■ **Extract provided**

= = =

Yankees slugger Luke Voit, on and off field, speaks volumes

Luke Voit #59 of the Yankees connects on

Luke Voit #59 of the Yankees connects on his second inning two run home run against the Boston Red Sox at Yankee Stadium on Monday, Aug. 17, 2020. Credit: Jim McIsaac

The Luke Voit Experience never performed on the playoff stage last year at Target Field and Minute Maid Park. Those tour dates were cancelled by the tangled mess of torn ligaments in his midsection. Once the Yankees were eliminated, Voit spent the rest of that October getting his core stitched together again.

Apparently, those docs did a good job, because Voit returned to hit more homers (22) than anyone in the majors and is mostly whole for this year’s postseason run, aside from what’s going on with that foot. Even with the limp, Voit was at first base and batting cleanup for Tuesday night’s Game 1 against Cleveland at Progressive Field.

"Super-ready," Voit said, "and super-stoked."

His teammates better be, too. Because if there’s one thing the Yankees have learned about Voit in his three years wearing pinstripes, he doesn’t hold back when asked for an honest assessment of the team’s performance.

While it’s hard to define the intrinsic value of a player going rip city on his own clubhouse, as Voit did repeatedly during the Yankees’ 5-15 slide this season, at least you get the sense somebody inside is paying attention. Maybe a few pointed words don’t help as much as a three-run homer, but not everyone is willing to use those tones when necessary -- or risk whatever backlash comes with such commentary.

= = =

■ **Entries from a point annotation set**
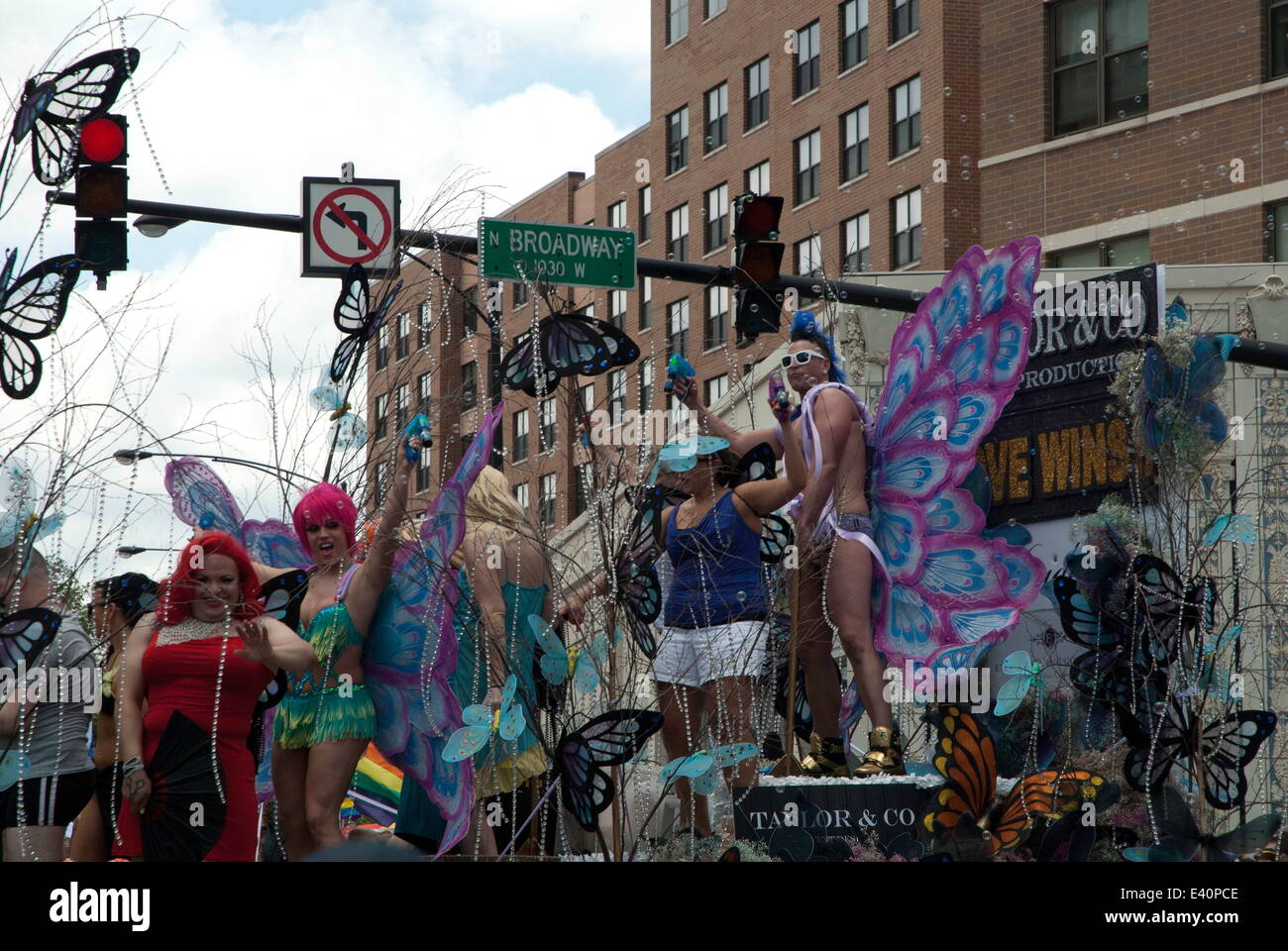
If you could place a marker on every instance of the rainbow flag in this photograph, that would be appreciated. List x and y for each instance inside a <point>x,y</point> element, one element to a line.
<point>376,788</point>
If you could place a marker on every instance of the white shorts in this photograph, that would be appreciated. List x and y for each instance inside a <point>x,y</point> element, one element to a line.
<point>697,656</point>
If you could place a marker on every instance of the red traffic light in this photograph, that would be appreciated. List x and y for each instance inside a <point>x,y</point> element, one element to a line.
<point>102,141</point>
<point>756,217</point>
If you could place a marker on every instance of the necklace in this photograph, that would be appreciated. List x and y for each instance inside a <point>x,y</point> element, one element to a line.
<point>188,629</point>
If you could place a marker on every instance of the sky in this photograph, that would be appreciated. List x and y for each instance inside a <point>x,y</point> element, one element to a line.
<point>236,102</point>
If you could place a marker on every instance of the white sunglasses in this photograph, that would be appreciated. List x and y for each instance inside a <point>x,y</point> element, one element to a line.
<point>802,357</point>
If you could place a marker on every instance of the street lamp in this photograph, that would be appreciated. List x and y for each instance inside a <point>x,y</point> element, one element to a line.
<point>130,457</point>
<point>156,226</point>
<point>129,551</point>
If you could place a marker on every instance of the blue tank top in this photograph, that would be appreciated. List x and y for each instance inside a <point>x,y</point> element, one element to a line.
<point>717,575</point>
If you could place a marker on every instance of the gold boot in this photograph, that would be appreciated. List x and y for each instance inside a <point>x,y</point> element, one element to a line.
<point>884,755</point>
<point>827,758</point>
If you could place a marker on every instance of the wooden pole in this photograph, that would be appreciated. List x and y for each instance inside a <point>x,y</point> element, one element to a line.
<point>790,765</point>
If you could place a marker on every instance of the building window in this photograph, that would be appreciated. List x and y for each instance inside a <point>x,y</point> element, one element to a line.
<point>854,33</point>
<point>903,18</point>
<point>549,492</point>
<point>715,388</point>
<point>907,227</point>
<point>1100,67</point>
<point>717,218</point>
<point>402,344</point>
<point>424,389</point>
<point>677,20</point>
<point>854,243</point>
<point>645,382</point>
<point>423,471</point>
<point>617,308</point>
<point>617,214</point>
<point>469,311</point>
<point>580,493</point>
<point>805,79</point>
<point>1115,254</point>
<point>469,385</point>
<point>717,118</point>
<point>906,115</point>
<point>519,445</point>
<point>756,80</point>
<point>1278,35</point>
<point>678,328</point>
<point>400,405</point>
<point>546,420</point>
<point>809,157</point>
<point>756,179</point>
<point>716,320</point>
<point>854,144</point>
<point>809,256</point>
<point>424,324</point>
<point>678,140</point>
<point>678,234</point>
<point>617,394</point>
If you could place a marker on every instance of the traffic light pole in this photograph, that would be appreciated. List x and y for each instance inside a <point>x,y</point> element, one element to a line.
<point>864,294</point>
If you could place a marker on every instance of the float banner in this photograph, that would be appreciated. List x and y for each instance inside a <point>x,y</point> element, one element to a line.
<point>798,819</point>
<point>1056,451</point>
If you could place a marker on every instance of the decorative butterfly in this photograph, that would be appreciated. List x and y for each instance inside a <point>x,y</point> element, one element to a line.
<point>967,809</point>
<point>682,457</point>
<point>1184,392</point>
<point>1181,839</point>
<point>639,590</point>
<point>1237,527</point>
<point>356,318</point>
<point>348,429</point>
<point>54,106</point>
<point>25,634</point>
<point>571,344</point>
<point>558,661</point>
<point>702,768</point>
<point>608,740</point>
<point>1024,673</point>
<point>1158,741</point>
<point>756,463</point>
<point>481,723</point>
<point>776,538</point>
<point>31,308</point>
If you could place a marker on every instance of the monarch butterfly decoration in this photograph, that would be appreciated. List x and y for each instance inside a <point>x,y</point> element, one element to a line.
<point>967,819</point>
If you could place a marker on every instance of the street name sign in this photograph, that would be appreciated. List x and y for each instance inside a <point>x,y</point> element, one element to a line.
<point>566,254</point>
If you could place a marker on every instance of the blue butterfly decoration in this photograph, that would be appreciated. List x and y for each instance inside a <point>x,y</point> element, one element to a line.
<point>558,661</point>
<point>1184,392</point>
<point>702,768</point>
<point>481,723</point>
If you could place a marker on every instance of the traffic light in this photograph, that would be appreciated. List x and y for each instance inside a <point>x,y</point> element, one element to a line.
<point>102,189</point>
<point>758,264</point>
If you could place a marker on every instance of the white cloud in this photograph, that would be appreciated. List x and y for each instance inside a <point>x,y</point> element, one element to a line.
<point>239,112</point>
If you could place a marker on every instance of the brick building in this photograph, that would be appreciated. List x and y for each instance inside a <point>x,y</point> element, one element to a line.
<point>900,133</point>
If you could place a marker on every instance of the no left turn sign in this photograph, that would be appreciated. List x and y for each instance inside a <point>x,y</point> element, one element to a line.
<point>349,223</point>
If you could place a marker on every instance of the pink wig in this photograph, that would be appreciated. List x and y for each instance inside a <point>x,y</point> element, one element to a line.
<point>321,502</point>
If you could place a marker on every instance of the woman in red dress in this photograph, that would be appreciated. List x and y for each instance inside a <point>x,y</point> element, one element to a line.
<point>185,659</point>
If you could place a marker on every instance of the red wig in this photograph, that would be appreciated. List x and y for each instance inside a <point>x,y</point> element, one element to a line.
<point>321,502</point>
<point>175,603</point>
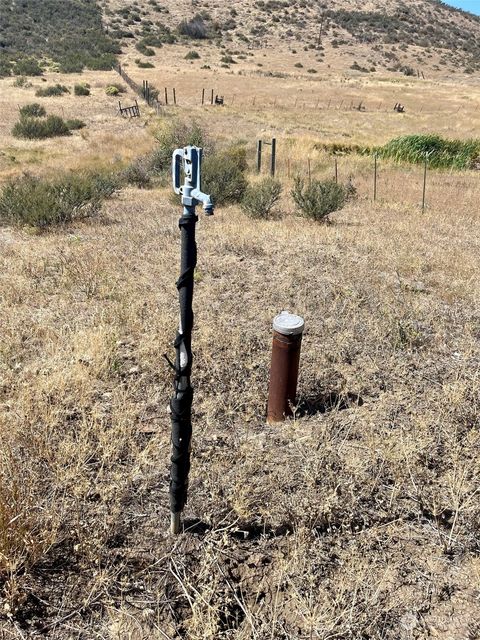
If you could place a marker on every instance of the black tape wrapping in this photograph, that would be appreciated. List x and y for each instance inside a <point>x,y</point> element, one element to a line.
<point>181,402</point>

= = =

■ **Work to complete**
1. According to the article about Luke Voit, how many home runs did he hit this season?
2. Return the portion of the Luke Voit article between "The Luke Voit" and "at Progressive Field.", inclusive.

■ **Exercise responses**
1. 22, more than anyone in the majors.

2.
The Luke Voit Experience never performed on the playoff stage last year at Target Field and Minute Maid Park. Those tour dates were cancelled by the tangled mess of torn ligaments in his midsection. Once the Yankees were eliminated, Voit spent the rest of that October getting his core stitched together again.

Apparently, those docs did a good job, because Voit returned to hit more homers (22) than anyone in the majors and is mostly whole for this year’s postseason run, aside from what’s going on with that foot. Even with the limp, Voit was at first base and batting cleanup for Tuesday night’s Game 1 against Cleveland at Progressive Field.